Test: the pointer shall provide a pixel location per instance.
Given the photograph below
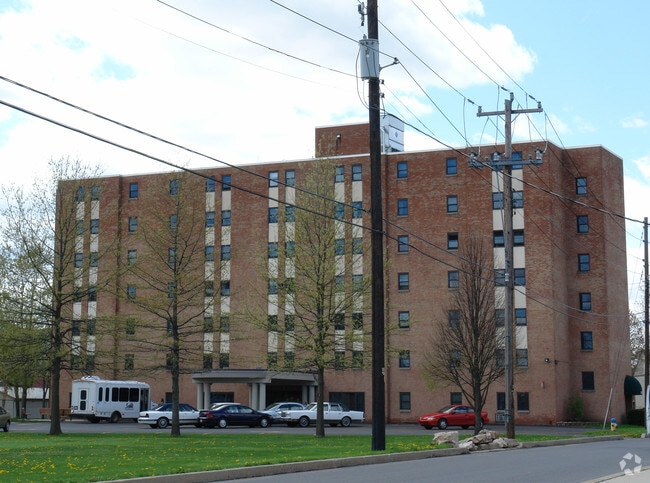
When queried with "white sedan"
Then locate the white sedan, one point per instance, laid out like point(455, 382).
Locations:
point(161, 416)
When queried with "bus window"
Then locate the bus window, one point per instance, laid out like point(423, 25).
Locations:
point(83, 396)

------------------------------------------------

Written instruction:
Rewrite the lines above as a numbered list, leaving out any blank lines and the pictures.

Exercise output:
1. Test: the pointer shall provide a pixel location per instance.
2. Given the photograph below
3. When queried with "white sedan"
4. Then locate the white sedan, one point per instance, laid out like point(455, 382).
5. Locations:
6. point(161, 416)
7. When queried with "bus window"
8. Then locate the bus window, one point per instance, laid out like point(423, 25).
9. Locations:
10. point(83, 396)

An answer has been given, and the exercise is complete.